WHAT TO DO: For the entries that follow, produce an exact copy with no pictures in it.

DATA FOR REVIEW:
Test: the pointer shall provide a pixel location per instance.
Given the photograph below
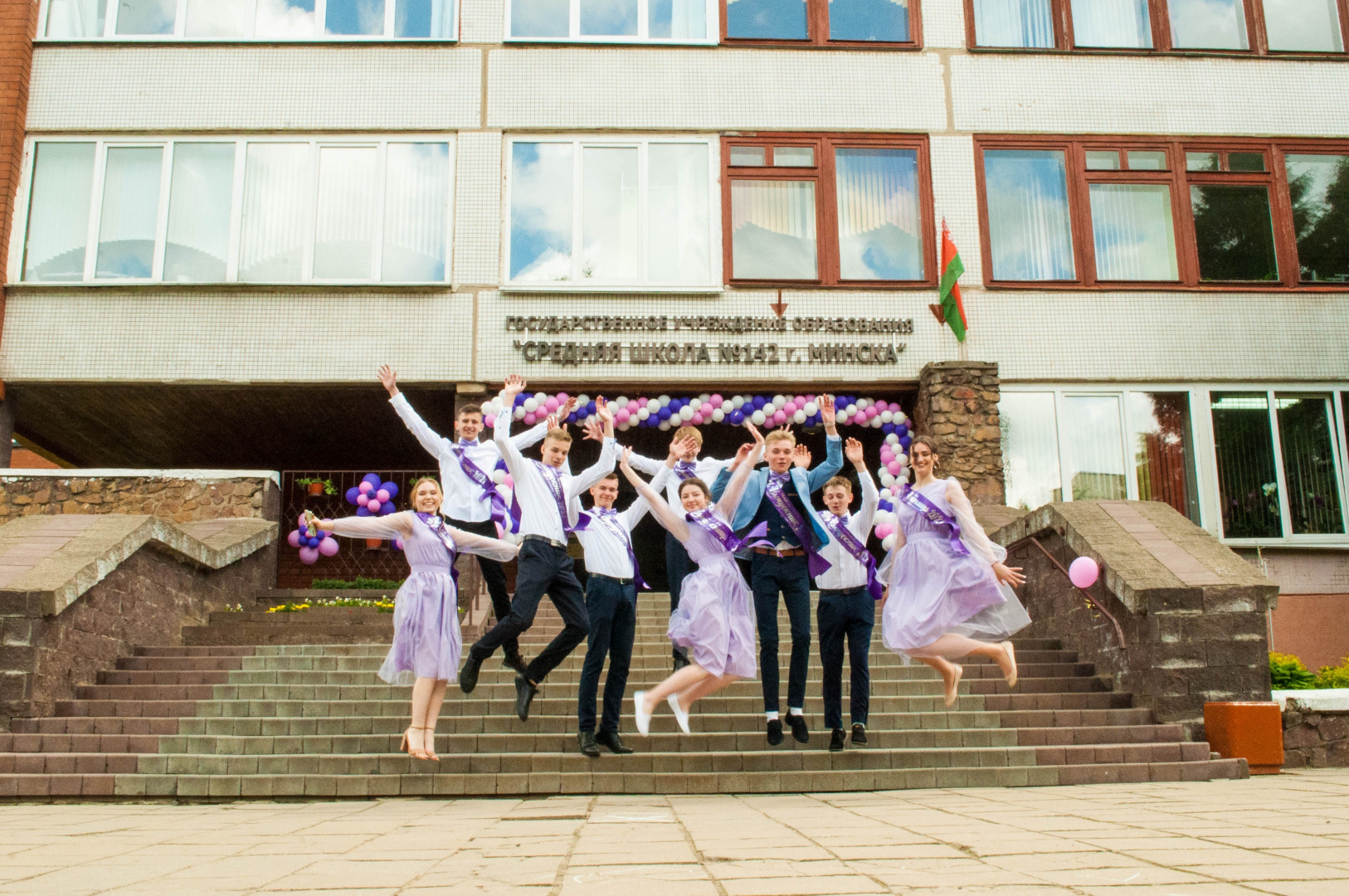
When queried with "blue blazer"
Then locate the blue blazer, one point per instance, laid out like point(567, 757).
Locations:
point(806, 485)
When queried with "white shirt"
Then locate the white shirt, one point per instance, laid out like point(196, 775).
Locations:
point(537, 506)
point(706, 469)
point(606, 553)
point(465, 498)
point(845, 570)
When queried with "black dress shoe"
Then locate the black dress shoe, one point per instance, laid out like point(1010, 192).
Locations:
point(469, 675)
point(515, 663)
point(524, 697)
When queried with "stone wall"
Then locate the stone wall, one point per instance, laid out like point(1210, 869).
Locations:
point(958, 405)
point(1316, 740)
point(1191, 611)
point(174, 495)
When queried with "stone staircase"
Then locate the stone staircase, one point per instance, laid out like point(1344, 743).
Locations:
point(293, 709)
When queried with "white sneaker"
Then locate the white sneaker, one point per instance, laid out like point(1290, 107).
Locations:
point(644, 718)
point(680, 715)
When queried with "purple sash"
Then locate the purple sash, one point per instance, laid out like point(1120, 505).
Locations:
point(709, 521)
point(553, 480)
point(801, 529)
point(838, 528)
point(609, 519)
point(437, 525)
point(501, 516)
point(918, 502)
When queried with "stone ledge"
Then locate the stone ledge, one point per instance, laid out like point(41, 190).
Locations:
point(54, 559)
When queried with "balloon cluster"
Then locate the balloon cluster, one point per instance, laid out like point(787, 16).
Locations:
point(312, 545)
point(695, 411)
point(373, 498)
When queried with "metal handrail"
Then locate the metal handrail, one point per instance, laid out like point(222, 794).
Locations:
point(1092, 598)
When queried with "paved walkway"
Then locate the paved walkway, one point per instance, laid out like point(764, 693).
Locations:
point(1286, 835)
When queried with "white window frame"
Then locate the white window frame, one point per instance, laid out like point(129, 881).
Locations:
point(577, 284)
point(713, 28)
point(19, 232)
point(1205, 448)
point(110, 28)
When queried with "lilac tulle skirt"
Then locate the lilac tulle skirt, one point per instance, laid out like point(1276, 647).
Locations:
point(715, 618)
point(934, 592)
point(426, 641)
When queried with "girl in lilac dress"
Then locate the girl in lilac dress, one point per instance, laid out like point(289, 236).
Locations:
point(713, 621)
point(426, 641)
point(948, 590)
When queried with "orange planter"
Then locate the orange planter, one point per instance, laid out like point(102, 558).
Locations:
point(1247, 730)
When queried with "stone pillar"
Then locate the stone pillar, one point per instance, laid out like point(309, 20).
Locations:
point(958, 405)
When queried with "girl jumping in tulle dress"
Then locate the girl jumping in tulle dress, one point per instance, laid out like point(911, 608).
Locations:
point(426, 641)
point(713, 621)
point(948, 590)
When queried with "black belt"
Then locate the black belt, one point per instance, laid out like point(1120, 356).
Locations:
point(560, 545)
point(840, 592)
point(601, 575)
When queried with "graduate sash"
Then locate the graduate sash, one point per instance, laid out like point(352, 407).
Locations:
point(857, 548)
point(791, 516)
point(919, 504)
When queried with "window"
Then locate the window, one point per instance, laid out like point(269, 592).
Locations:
point(250, 211)
point(1279, 463)
point(611, 213)
point(1187, 215)
point(250, 19)
point(1187, 26)
point(822, 22)
point(830, 211)
point(1112, 446)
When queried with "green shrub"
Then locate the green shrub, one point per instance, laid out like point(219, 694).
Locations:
point(359, 582)
point(1288, 674)
point(1334, 676)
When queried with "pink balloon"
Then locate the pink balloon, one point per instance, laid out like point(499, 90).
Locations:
point(1084, 572)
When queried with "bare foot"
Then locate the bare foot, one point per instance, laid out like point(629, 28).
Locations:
point(1008, 663)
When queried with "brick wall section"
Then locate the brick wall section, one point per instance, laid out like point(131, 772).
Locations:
point(1316, 740)
point(958, 405)
point(146, 601)
point(168, 498)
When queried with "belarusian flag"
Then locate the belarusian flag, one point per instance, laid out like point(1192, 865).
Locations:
point(952, 310)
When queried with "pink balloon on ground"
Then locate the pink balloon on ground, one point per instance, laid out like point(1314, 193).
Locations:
point(1084, 572)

RESPONSE BOX:
Test: the pointer shall provide a pixel location per instance.
Given the photograph below
When queried with "blue blazer"
Then locate the blue blazer, one point per instance, laid out like point(567, 757).
Locations:
point(806, 485)
When queried with "white shirt"
Then locate the white shirt, one point per instance, laid out like point(196, 775).
Locations:
point(537, 506)
point(706, 469)
point(606, 553)
point(465, 498)
point(845, 570)
When queried with "black dress shoe"
Then locate the black dress shoe, one point per instance, laid out like point(1010, 192).
Locations:
point(469, 675)
point(515, 663)
point(524, 697)
When queried with "stone wall"
Then locate the stone wall, one point per instance, laid out like point(1210, 869).
Locations:
point(958, 405)
point(1316, 740)
point(1191, 611)
point(174, 495)
When queried with "stone staircase"
Then locate the stone staircase, one point per instance, laid out like point(1344, 743).
Locations:
point(293, 709)
When queried with "white sneaker"
Then locate the white sneaker, one point per instance, laid out like point(1290, 107).
Locations:
point(644, 718)
point(680, 715)
When queried with "purple sash"
Then locate the purple sash, one point per instance, laid out like point(1120, 505).
Locations:
point(709, 521)
point(553, 480)
point(801, 529)
point(838, 528)
point(609, 519)
point(437, 525)
point(501, 516)
point(918, 502)
When queried with "stone ledge"
Then locate the stone ledge, one point per instance, laid out like point(41, 190).
Locations:
point(54, 559)
When queried with "balloon cluster"
Then locate the balloon cluster, one point per instance, laid out like point(787, 16).
Locations:
point(312, 545)
point(695, 411)
point(373, 498)
When queried with "metal handrail"
Then locate the metal handrail, one point per instance, laid out like point(222, 794).
Locations:
point(1092, 598)
When queried with "paved walkway"
Then locate the paved walkway, one point per instance, laid out like point(764, 693).
Locations:
point(1286, 835)
When queried with "white window frame"
Then locate the white window frame, one point per instance, laid out like point(129, 881).
Locations:
point(577, 284)
point(713, 28)
point(19, 232)
point(1205, 448)
point(110, 28)
When queried with "lilac tulle skirt"
Then locate the lilac tulle skirt, one point per instance, laid out like point(1276, 647).
Locations:
point(715, 618)
point(934, 592)
point(426, 641)
When queried with "girl in lilac dress"
Then locate the girl in lilac dress, one point per instance, laid out like point(289, 236).
Locations:
point(713, 621)
point(426, 641)
point(948, 590)
When queried with "orange planter"
Then locate the orange planter, one point per instance, laid out like point(102, 558).
Locations:
point(1247, 730)
When queried with "stone pillar"
Then locate the stone pillar, one point per instance, laid out like point(309, 20).
Locations:
point(958, 405)
When queried with "girl jumping in tulle dress"
Then locate the girl jumping in tulle dress, one point per instance, laid out like point(911, 608).
Locations:
point(426, 641)
point(713, 621)
point(948, 590)
When queried with "black belt"
Then locate the black belt, one point per instance, laid out like point(1120, 356).
Locations:
point(560, 545)
point(840, 592)
point(601, 575)
When queried with "graduate sash"
Then locate the graduate sash, one point per instance, laid out like point(352, 407).
Locations:
point(857, 548)
point(791, 516)
point(919, 504)
When queried with "window"
Then locate the window, one point per instance, laid out like point(269, 592).
Locations:
point(250, 211)
point(1279, 463)
point(611, 213)
point(1187, 215)
point(250, 19)
point(1187, 26)
point(822, 22)
point(830, 211)
point(1112, 446)
When queried with "green shrub"
Then locate the green shrub, one point per instance, laid out like point(219, 694).
Locations:
point(359, 582)
point(1288, 674)
point(1334, 676)
When queried with "pink balloon"
Then locate the pink balloon, one point per instance, laid out like point(499, 90).
Locations:
point(1084, 572)
When queried with "bare foot"
Then locate the bare foot, one point per instance, laid out like point(629, 28).
Locations:
point(1008, 663)
When queried with "brick wall section"
Then locate the brick wall section, one point per instance, laid out like point(131, 772).
Locations:
point(1316, 740)
point(958, 405)
point(146, 601)
point(168, 498)
When queried with "belarusian flag"
Then locate the belarusian flag, one point per instance, laid out like point(1192, 865).
Locations:
point(952, 310)
When queried with "pink balloon on ground"
Then locate the pink balloon on ground, one point per instance, laid out like point(1314, 193).
Locations:
point(1084, 572)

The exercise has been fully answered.